╔══

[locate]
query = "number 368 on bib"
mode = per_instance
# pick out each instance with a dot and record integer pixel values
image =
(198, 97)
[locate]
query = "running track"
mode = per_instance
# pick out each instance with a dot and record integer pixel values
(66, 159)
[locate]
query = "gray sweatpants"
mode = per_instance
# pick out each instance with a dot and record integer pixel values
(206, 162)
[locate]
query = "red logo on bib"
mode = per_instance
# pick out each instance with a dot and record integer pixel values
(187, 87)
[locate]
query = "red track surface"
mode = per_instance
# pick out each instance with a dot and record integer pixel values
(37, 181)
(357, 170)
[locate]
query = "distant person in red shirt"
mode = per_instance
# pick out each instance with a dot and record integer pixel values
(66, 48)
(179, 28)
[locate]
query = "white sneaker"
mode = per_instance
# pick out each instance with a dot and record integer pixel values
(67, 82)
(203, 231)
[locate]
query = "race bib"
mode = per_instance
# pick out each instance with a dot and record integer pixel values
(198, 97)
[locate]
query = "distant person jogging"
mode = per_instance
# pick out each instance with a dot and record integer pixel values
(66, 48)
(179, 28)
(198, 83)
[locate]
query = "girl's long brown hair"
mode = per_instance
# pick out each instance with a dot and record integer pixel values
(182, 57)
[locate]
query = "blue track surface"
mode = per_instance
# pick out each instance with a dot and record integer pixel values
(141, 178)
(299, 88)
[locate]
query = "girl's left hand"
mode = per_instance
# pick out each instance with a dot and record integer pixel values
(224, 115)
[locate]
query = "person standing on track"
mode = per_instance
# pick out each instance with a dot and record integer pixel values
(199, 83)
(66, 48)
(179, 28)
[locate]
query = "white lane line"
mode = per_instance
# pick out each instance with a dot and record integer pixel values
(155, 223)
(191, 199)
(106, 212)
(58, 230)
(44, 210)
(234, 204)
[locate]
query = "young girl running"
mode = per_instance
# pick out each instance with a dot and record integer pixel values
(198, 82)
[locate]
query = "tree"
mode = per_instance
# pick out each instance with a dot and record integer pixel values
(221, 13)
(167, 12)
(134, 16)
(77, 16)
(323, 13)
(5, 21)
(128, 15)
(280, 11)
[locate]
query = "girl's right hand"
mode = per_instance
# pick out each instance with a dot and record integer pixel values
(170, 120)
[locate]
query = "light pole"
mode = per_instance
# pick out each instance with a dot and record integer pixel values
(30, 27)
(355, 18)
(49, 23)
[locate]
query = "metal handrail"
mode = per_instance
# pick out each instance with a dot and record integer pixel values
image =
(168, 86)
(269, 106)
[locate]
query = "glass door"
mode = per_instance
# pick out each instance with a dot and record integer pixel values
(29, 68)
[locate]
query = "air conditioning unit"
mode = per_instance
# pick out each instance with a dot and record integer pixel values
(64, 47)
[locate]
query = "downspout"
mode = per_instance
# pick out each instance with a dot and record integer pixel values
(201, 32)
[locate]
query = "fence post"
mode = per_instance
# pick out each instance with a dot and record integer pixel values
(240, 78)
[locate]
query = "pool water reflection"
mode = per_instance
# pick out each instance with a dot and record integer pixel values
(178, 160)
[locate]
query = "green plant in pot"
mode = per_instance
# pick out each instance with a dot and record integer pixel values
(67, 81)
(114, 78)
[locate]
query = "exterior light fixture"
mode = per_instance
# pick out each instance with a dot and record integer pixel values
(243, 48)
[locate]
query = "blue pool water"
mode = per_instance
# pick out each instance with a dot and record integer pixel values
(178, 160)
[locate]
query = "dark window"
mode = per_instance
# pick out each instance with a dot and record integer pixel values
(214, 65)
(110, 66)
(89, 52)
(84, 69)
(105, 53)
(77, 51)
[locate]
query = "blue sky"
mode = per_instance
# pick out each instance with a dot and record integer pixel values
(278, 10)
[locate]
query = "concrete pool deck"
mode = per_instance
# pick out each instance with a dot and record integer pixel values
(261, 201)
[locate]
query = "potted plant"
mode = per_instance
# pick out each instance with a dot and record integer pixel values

╚══

TASK INSTRUCTIONS – Write out every entry again exactly, please, with nothing missing.

RESPONSE FOR THIS EXERCISE –
[locate]
query = "number 368 on bib"
mode = per_instance
# pick out each instance with a dot and record integer pixel values
image =
(198, 97)
[locate]
query = "running track"
mode = per_instance
# pick out each instance with a dot and record integer pixel values
(66, 159)
[locate]
query = "gray sweatpants"
mode = per_instance
# pick out each instance with a dot and record integer pixel values
(206, 162)
[locate]
query = "red logo on bib"
mode = per_instance
# pick out each instance with a dot and record integer pixel values
(187, 87)
[locate]
query = "red track surface"
mode = per_instance
# pick out each instance with a dot and record integer pixel values
(37, 181)
(357, 170)
[locate]
query = "distant person in red shirt"
mode = per_instance
# pick out each instance with a dot and record integer pixel values
(66, 48)
(179, 28)
[locate]
query = "white sneaker"
mode = per_instance
# pick out each instance with a dot and record integer pixel values
(67, 82)
(203, 231)
[locate]
query = "race bib"
mode = per_instance
# pick out each instance with a dot and record integer pixel values
(198, 97)
[locate]
query = "distant person jogging"
mode = per_instance
# pick out each instance with a dot and record integer pixel values
(66, 48)
(179, 28)
(198, 83)
[locate]
query = "girl's long brown hair"
mode = per_instance
# pick out each instance with a dot and record integer pixel values
(182, 57)
[locate]
query = "blue track surface"
mode = per_instance
# pick out each instance with a dot and record integer pixel values
(141, 178)
(299, 88)
[locate]
query = "girl's left hand"
mode = per_instance
# pick out each instance with a dot and record integer pixel values
(224, 115)
[locate]
query = "person standing on track"
mode = per_instance
# pick out each instance with a dot and record integer pixel values
(199, 83)
(66, 48)
(179, 28)
[locate]
query = "white lane line"
mode = per_instance
# pick out each instance with a dot and record integer pixel values
(155, 223)
(191, 199)
(106, 212)
(58, 230)
(44, 210)
(234, 204)
[locate]
query = "young girl running"
mode = per_instance
# pick out each instance with a dot and record integer pixel values
(198, 82)
[locate]
query = "tree"
mode = per_instance
# pick out each instance with a dot and record integer pixel values
(221, 13)
(167, 12)
(134, 16)
(77, 16)
(323, 13)
(5, 21)
(128, 15)
(280, 11)
[locate]
query = "girl's right hand"
mode = per_instance
# pick out each instance with a dot and record integer pixel values
(170, 120)
[locate]
query = "light pole"
mode = per_instance
# pick out each instance with a dot and record integer pixel values
(30, 27)
(355, 18)
(49, 23)
[locate]
query = "metal handrail"
mode = per_instance
# pick out each instance with a dot and record integer pixel values
image =
(168, 86)
(269, 106)
[locate]
query = "glass door"
mode = per_instance
# pick out each instance with a dot and record integer pixel values
(29, 68)
[locate]
query = "air conditioning unit"
mode = per_instance
# pick out each instance with a dot and record integer pixel values
(64, 47)
[locate]
query = "downspout"
mode = per_instance
# pick out each instance with a dot and record integer pixel values
(201, 32)
[locate]
query = "fence post"
mode = per_instance
# pick out each instance with a dot and record integer pixel values
(240, 78)
[locate]
query = "pool water reflection"
mode = per_instance
# pick out each instance with a dot and record integer pixel values
(178, 160)
[locate]
query = "green plant in pot"
mode = per_instance
# pick out each instance with a dot and record integer pixel values
(67, 81)
(114, 78)
[locate]
query = "exterior light fixture"
mode = per_instance
# pick out each instance with a dot and record integer pixel values
(243, 48)
[locate]
query = "blue pool water"
mode = per_instance
# pick out each instance with a dot and record integer pixel values
(178, 160)
[locate]
query = "dark window"
mode = per_instance
# pick out each instance with a dot and record integer pixel values
(214, 65)
(110, 66)
(89, 52)
(84, 69)
(105, 53)
(77, 51)
[locate]
query = "blue sky"
mode = per_instance
# pick out each instance with a dot and record integer pixel values
(278, 10)
[locate]
query = "concrete pool deck"
mode = per_instance
# pick out each instance with a dot and record integer pixel values
(261, 201)
[locate]
query = "potted plant"
mode = per_instance
# pick out each instance with a dot and record integer pixel values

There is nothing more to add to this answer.